* **ACTIVITY**:
Rewrite all the rows below, changing each "positive clicks" to "foreground clicks" and keeping everything else the same. Leave the pictures out of your answer.

*** RECORD EXCERPTS ***

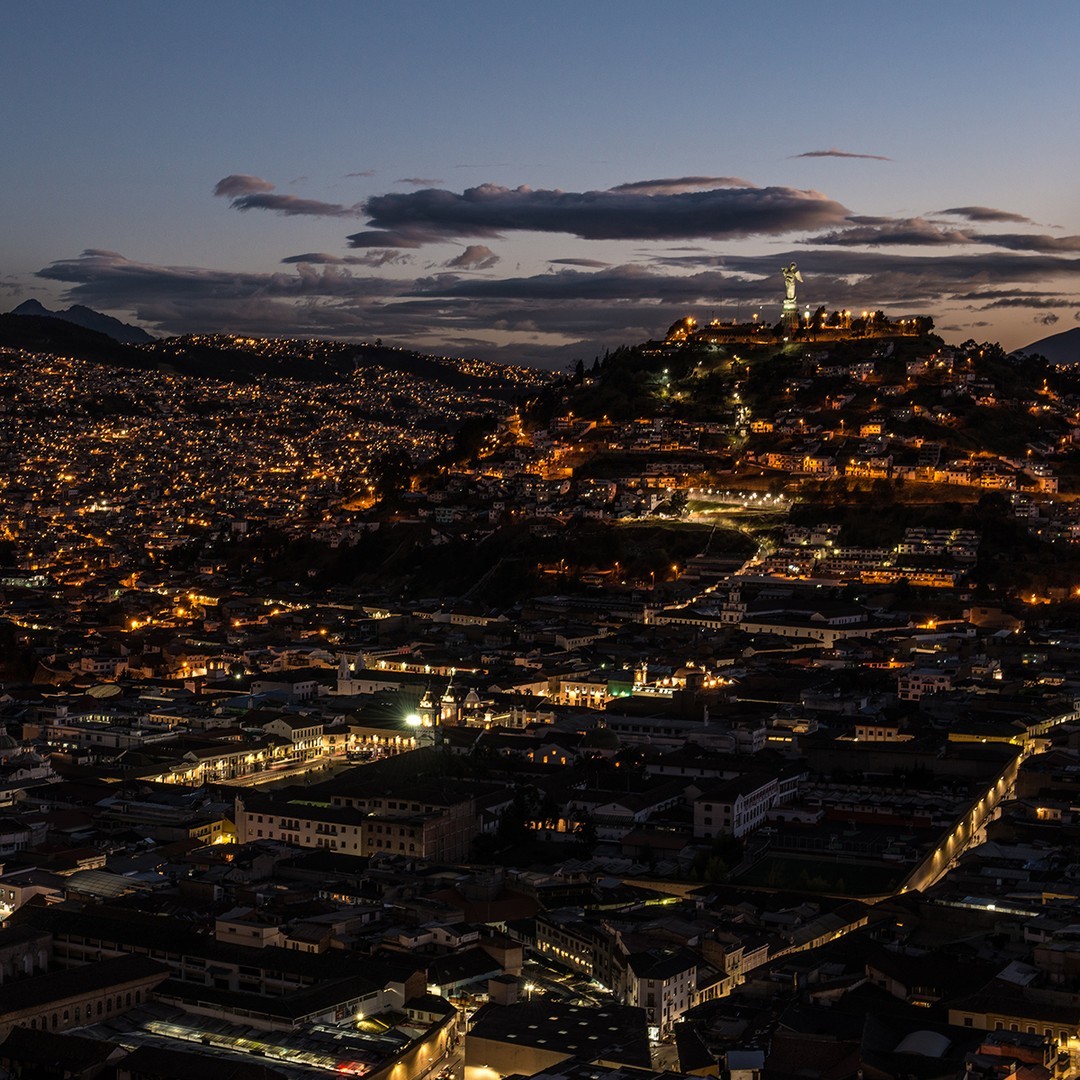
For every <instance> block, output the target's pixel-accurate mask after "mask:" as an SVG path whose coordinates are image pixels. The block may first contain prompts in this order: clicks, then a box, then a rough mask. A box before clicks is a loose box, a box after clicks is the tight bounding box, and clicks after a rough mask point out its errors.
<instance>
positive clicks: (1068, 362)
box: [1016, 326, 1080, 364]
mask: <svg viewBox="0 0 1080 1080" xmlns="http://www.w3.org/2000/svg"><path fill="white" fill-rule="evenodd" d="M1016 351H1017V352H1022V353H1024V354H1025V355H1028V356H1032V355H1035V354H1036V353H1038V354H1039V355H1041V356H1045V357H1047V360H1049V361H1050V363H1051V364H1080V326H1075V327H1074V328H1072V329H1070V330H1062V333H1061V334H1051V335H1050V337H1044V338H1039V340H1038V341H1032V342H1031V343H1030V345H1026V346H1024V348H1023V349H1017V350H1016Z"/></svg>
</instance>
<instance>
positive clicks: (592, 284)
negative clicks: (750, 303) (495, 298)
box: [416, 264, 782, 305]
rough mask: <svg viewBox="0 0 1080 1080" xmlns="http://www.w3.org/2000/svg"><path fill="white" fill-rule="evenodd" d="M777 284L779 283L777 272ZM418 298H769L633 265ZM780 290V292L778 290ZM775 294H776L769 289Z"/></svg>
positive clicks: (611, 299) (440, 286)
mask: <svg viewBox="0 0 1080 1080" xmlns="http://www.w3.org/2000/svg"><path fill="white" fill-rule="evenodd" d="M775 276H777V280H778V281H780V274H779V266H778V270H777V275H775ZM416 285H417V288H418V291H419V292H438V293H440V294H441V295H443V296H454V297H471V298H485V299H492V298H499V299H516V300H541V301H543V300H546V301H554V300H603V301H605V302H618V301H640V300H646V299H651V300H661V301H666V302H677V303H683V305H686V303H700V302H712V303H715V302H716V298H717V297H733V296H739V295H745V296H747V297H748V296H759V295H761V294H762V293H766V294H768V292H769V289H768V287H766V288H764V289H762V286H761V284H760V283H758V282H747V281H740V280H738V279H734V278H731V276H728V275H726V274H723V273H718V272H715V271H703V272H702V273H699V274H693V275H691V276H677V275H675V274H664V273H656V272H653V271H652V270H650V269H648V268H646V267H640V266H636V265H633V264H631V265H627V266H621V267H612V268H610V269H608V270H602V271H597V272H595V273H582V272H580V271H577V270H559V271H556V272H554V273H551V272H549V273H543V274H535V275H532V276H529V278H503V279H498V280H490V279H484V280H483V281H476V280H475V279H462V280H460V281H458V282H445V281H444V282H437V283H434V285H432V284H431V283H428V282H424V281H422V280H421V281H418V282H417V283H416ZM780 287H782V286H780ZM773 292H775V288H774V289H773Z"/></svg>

***

* **WRITTEN ANSWER**:
For every <instance> block, output the target's pixel-accurate mask after "mask:" as an SVG path whose coordinates are image pixels. The block may first contain prompts in this order: clicks, then a box, then a rough mask. A box before clicks is a loose box, a box after clicks is the tight bounding box, and clicks after a rough mask point out its errors.
<instance>
foreground clicks: (1068, 362)
box: [1016, 326, 1080, 364]
mask: <svg viewBox="0 0 1080 1080" xmlns="http://www.w3.org/2000/svg"><path fill="white" fill-rule="evenodd" d="M1016 351H1017V352H1022V353H1024V354H1025V355H1028V356H1032V355H1035V354H1036V353H1038V354H1039V355H1041V356H1045V357H1047V360H1049V361H1050V363H1051V364H1080V326H1075V327H1074V328H1072V329H1070V330H1062V333H1061V334H1051V335H1050V337H1044V338H1039V340H1038V341H1032V342H1031V343H1030V345H1026V346H1024V348H1023V349H1017V350H1016Z"/></svg>
</instance>
<instance>
foreground clicks: (592, 284)
negative clicks: (750, 303) (495, 298)
box: [416, 264, 782, 305]
rough mask: <svg viewBox="0 0 1080 1080" xmlns="http://www.w3.org/2000/svg"><path fill="white" fill-rule="evenodd" d="M777 284L779 283L777 272ZM418 298H769L633 265ZM780 290V292L778 290ZM775 294H776L769 289Z"/></svg>
foreground clicks: (611, 299) (440, 286)
mask: <svg viewBox="0 0 1080 1080" xmlns="http://www.w3.org/2000/svg"><path fill="white" fill-rule="evenodd" d="M775 276H777V280H778V281H780V274H779V266H778V270H777V275H775ZM416 285H417V288H418V291H419V292H438V293H440V294H441V295H443V296H454V297H471V298H485V299H492V298H499V299H516V300H541V301H543V300H546V301H554V300H603V301H605V302H618V301H640V300H646V299H651V300H661V301H666V302H677V303H683V305H686V303H700V302H712V303H715V302H716V298H717V297H733V296H739V295H745V296H747V297H748V296H759V295H761V294H762V293H766V294H768V292H769V289H768V287H766V288H764V289H762V286H761V284H760V283H758V282H747V281H740V280H738V279H734V278H731V276H728V275H726V274H723V273H718V272H715V271H703V272H702V273H699V274H693V275H691V276H677V275H675V274H664V273H656V272H653V271H652V270H650V269H648V268H646V267H640V266H636V265H633V264H631V265H627V266H621V267H612V268H610V269H608V270H602V271H597V272H595V273H582V272H580V271H577V270H559V271H556V272H554V273H551V272H549V273H543V274H535V275H532V276H529V278H503V279H498V280H490V279H484V280H483V281H476V280H475V279H462V280H460V281H458V282H445V281H444V282H437V283H434V285H432V284H431V283H428V282H424V281H422V280H421V281H418V282H417V283H416ZM780 287H782V286H780ZM773 292H775V288H774V289H773Z"/></svg>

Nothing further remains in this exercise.